Instructions for the task: In the account of the nephew's birthday party, how long did the narrator's father stay at the hospital when the narrator's daughter was born?

Text section:
"""

The young boy jumped out of the tree he was climbing. He walked past the small crowd of people who were huddled under the awning. They were trying to stay dry from the rain as they smoked their cigarettes.
"Hi!" He heard the man say.
"Hi!" He answered back.
"What's your name?"
"Well, how are you, W.?" He smiled at the boy.
"Who's your mom?" The man questioned.
Yup, that my friends, was a scene from my nephew's birthday party a few weeks ago. I did not know that my father was going to be attending.
Actually, no one did.
The invitation was extended, by my brother, after a few failed attempts to visit with my father. My father was NEVER good at keeping promises. So, really, who would have thought that he'd show up for his grandson's first birthday.
I haven't seen him in quite a few years. Probably since my daughter was born and he graced us with his presence at the hospital. He stayed his usual eight to ten minutes. And that was that.
When I heard he had called and was on his way, a knot in my stomach tightened. He came in and I saw how old he had gotten. I could see the alcohol had finally caught up with him. He's only 67 years old, but the years of self abuse were apparent.
He smiled and spoke in his loud, "Is everyone looking at me" voice. He was still as pompous as ever. I think I rolled my eyes.
My children were all around me and I whispered in each of their ears, "That is your Grandfather Jim." I hated using the word Grandfather. As far as I'm concerned, their Grandfather is, sadly, in heaven. My father-in-law, who loved them dearly, is the only man my children should call Grandpa.
For about an hour, while joined in conversations, of which we were both included, he never spoke directly to me or to my children.
I began to fume. I texted back and forth with Mr. Schmitty, who was at work. I told him that the FUCKER couldn't even acknowledge us!
Then I heard the howling laughter from my brother. He proceeded to tell me the story of my son and my father out by the tree. My father had no idea who I was. He did not recognize me. WTF?!!
My dad came inside and was laughing and trying to hug me, which I guess was his way of apologizing for his screw up. My body, as usual, reacted to his touch by cringing and pulling away. I smiled a half smile and moved on to another topic.
Such was the way of our family. Ignore the dysfunction and sweep it under the carpet.
My brother and I shared a laugh later on that night as we recounted the colossal brain fart my father had exhibited. We always could bond over funny, ridiculous dad stories. I think it was our way of coping and dealing with our shit childhoods.
This one, without a doubt, would be going down in the books.
Laughter....I guess it IS the best medicine for a very, VERY sad situation.

"""

Excerpted data:
"""

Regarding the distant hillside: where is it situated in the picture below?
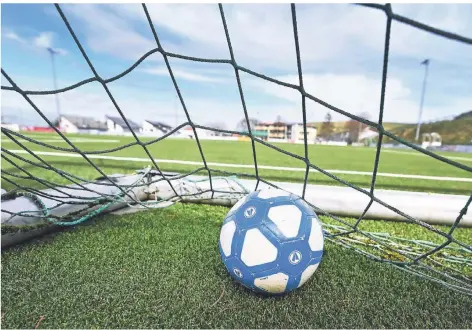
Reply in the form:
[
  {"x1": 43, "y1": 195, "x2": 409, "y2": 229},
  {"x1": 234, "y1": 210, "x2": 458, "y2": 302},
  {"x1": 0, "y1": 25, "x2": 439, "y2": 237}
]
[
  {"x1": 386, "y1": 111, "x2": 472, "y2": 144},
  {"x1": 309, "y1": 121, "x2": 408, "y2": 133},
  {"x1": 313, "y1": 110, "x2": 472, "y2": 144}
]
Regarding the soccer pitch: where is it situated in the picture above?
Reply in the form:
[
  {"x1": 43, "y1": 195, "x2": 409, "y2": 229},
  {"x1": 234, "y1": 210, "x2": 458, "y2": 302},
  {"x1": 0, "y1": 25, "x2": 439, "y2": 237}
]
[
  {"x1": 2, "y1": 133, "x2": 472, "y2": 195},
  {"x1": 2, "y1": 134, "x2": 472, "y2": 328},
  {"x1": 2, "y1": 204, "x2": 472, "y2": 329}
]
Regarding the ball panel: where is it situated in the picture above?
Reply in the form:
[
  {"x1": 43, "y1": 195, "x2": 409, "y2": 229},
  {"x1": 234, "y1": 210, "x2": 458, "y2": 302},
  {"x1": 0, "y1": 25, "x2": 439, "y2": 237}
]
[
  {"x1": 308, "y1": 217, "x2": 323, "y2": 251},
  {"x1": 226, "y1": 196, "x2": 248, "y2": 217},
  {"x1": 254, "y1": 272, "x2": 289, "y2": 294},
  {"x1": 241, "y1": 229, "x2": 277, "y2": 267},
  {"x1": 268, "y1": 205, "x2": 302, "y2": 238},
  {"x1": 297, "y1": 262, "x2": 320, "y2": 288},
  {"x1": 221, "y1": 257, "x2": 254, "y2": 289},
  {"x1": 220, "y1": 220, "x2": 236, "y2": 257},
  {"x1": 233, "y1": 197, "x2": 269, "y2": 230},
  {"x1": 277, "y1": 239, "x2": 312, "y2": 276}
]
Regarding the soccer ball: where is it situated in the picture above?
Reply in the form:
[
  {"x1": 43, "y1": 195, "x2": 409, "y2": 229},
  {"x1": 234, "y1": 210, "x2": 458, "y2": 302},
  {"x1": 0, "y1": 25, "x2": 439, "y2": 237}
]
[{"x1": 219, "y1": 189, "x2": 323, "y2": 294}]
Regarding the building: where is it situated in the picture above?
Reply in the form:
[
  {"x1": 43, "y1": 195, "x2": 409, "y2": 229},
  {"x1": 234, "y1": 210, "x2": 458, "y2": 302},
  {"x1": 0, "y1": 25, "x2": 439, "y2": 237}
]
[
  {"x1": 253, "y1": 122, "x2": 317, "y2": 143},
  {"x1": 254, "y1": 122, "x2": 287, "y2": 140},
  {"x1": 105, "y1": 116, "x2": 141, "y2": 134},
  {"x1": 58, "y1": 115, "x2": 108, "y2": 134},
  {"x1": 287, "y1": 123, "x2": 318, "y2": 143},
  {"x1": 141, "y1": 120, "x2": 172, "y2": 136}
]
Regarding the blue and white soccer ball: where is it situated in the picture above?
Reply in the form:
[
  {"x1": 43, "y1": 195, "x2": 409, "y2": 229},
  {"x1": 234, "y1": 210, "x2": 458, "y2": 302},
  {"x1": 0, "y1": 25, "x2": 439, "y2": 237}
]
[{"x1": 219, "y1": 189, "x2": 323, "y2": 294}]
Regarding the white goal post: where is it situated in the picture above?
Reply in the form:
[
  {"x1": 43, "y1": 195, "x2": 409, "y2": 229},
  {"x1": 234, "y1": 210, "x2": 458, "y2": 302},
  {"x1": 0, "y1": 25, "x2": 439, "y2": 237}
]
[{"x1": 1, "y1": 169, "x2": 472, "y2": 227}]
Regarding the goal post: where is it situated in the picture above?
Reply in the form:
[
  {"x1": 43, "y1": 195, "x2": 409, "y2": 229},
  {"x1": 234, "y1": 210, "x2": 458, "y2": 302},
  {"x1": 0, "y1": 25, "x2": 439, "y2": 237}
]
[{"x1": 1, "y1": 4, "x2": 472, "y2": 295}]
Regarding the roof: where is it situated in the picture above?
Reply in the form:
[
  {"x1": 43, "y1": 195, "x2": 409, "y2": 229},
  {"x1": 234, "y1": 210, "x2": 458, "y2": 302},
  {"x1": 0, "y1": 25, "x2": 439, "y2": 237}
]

"""
"""

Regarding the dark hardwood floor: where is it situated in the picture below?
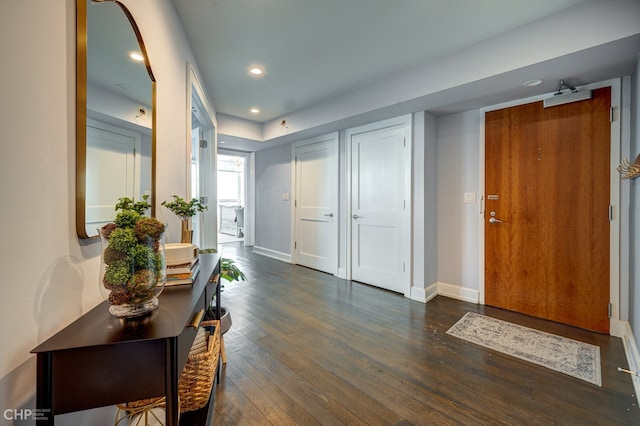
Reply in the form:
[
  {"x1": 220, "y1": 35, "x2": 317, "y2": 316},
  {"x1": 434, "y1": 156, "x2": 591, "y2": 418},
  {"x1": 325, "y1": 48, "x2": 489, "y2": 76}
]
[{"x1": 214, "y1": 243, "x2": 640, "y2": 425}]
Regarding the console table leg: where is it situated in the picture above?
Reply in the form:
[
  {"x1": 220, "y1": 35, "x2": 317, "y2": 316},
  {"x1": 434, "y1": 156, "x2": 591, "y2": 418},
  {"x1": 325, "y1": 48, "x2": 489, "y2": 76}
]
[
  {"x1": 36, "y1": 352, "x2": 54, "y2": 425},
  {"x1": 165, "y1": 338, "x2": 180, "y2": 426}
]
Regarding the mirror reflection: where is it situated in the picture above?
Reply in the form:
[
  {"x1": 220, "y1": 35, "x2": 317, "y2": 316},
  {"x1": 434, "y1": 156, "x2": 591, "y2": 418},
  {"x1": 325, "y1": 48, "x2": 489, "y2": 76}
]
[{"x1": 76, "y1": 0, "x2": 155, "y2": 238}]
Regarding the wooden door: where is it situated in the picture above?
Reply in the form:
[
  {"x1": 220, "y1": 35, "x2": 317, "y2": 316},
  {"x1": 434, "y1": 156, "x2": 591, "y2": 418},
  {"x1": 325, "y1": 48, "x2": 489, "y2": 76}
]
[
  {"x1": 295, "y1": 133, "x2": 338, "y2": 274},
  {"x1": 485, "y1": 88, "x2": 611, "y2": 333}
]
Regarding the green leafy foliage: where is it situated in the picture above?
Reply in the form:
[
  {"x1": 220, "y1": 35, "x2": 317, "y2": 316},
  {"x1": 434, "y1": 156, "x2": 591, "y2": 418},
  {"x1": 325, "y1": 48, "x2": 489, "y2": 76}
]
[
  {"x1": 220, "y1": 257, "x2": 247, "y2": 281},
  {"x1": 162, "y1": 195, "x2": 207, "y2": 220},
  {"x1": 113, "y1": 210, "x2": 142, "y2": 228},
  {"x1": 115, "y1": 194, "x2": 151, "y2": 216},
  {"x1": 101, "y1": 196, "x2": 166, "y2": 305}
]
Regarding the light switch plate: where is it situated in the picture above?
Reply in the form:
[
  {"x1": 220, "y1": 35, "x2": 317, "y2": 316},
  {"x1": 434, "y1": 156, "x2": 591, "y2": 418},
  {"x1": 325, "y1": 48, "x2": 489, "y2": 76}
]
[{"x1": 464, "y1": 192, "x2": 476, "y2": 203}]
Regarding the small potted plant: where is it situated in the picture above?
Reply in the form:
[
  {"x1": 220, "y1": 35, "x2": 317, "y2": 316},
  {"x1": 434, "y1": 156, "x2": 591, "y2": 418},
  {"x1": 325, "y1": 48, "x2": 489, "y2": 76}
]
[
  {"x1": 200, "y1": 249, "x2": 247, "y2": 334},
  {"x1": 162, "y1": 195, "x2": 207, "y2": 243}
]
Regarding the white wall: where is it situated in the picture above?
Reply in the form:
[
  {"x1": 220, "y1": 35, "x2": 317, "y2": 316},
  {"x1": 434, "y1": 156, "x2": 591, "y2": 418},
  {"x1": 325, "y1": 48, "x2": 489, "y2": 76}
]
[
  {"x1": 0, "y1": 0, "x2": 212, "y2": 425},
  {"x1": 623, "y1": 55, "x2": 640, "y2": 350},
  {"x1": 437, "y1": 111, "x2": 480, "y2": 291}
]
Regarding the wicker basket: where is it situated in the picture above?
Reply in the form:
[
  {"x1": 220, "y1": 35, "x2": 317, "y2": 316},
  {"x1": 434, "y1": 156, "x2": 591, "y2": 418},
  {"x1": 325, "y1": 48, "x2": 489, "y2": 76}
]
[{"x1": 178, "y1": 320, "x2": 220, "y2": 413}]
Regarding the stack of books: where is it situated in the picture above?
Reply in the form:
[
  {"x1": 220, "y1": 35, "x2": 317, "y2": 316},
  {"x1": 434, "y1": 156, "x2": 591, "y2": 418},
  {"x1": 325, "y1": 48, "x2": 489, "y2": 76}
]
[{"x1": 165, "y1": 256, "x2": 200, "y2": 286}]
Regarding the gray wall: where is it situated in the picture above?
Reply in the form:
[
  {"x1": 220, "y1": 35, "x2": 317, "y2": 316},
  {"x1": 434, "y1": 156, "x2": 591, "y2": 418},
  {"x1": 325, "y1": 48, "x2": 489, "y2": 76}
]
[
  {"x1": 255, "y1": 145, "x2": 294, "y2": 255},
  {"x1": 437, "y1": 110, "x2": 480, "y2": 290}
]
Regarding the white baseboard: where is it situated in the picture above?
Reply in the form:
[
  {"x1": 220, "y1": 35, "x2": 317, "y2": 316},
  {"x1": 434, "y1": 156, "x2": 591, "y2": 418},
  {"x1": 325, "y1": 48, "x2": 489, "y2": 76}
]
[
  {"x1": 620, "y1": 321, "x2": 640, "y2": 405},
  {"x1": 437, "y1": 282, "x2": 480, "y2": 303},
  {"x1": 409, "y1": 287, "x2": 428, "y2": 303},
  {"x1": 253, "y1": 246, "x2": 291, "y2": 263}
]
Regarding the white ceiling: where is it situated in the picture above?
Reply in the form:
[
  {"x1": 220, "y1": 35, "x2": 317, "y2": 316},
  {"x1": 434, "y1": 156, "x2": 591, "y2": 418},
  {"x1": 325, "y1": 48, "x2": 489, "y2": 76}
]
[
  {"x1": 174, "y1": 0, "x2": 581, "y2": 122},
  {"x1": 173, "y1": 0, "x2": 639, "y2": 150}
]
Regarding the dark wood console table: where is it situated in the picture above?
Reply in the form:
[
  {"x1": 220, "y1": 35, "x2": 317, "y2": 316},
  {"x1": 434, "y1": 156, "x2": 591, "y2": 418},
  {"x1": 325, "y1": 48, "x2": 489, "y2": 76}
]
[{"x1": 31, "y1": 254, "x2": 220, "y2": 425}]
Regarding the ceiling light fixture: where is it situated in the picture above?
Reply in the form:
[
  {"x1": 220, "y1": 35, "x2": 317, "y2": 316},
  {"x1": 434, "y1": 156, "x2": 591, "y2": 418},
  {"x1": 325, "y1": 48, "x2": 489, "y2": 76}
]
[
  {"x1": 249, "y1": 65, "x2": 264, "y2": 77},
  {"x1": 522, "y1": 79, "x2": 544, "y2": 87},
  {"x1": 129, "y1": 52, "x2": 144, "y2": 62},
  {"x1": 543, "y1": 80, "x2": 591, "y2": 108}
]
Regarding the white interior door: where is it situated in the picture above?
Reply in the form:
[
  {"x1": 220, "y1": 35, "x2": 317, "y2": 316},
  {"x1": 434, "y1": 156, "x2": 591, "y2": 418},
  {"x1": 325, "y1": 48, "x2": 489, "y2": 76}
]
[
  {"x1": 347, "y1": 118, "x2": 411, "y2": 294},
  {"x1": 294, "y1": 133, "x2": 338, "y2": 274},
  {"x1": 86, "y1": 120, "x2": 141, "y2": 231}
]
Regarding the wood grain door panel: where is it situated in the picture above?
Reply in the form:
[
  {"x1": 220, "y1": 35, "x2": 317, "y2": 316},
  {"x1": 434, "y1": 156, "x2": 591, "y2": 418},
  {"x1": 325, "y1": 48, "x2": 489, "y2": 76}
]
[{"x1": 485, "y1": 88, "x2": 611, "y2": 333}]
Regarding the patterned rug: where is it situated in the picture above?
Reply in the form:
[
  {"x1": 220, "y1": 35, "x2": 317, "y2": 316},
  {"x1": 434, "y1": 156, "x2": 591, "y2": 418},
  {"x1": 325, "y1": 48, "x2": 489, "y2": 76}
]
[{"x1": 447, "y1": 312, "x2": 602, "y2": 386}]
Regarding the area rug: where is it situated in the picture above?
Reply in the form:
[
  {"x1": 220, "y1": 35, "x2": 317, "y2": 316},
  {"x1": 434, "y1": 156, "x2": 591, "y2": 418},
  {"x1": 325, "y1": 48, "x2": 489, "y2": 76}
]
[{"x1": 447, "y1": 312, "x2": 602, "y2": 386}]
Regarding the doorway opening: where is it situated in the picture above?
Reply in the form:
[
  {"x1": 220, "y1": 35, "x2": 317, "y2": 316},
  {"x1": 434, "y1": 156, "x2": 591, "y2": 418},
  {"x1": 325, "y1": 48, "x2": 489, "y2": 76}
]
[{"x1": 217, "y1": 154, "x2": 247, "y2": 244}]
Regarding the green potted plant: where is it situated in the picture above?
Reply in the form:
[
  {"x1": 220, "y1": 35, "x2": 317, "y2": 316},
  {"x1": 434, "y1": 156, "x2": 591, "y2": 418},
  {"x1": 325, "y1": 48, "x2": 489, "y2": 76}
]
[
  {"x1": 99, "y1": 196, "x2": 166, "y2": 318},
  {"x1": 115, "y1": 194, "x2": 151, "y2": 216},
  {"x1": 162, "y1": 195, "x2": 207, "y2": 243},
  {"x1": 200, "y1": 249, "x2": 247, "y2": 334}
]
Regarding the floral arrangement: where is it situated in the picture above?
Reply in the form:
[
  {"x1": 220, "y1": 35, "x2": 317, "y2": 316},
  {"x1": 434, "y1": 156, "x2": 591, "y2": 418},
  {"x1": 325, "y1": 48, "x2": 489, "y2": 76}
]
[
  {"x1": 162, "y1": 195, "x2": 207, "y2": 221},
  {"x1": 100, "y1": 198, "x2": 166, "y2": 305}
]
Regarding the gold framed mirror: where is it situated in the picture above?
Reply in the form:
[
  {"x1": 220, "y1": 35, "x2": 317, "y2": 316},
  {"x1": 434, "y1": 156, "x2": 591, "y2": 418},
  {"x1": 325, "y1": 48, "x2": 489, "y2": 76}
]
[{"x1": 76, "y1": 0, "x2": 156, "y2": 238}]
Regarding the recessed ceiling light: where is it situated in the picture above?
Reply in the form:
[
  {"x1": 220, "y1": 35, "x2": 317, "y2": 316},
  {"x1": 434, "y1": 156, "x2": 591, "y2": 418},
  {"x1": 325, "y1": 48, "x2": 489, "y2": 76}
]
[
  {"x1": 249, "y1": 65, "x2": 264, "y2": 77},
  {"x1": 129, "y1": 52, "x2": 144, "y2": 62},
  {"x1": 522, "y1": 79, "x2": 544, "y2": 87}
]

"""

Exercise result: He stayed his usual eight to ten minutes.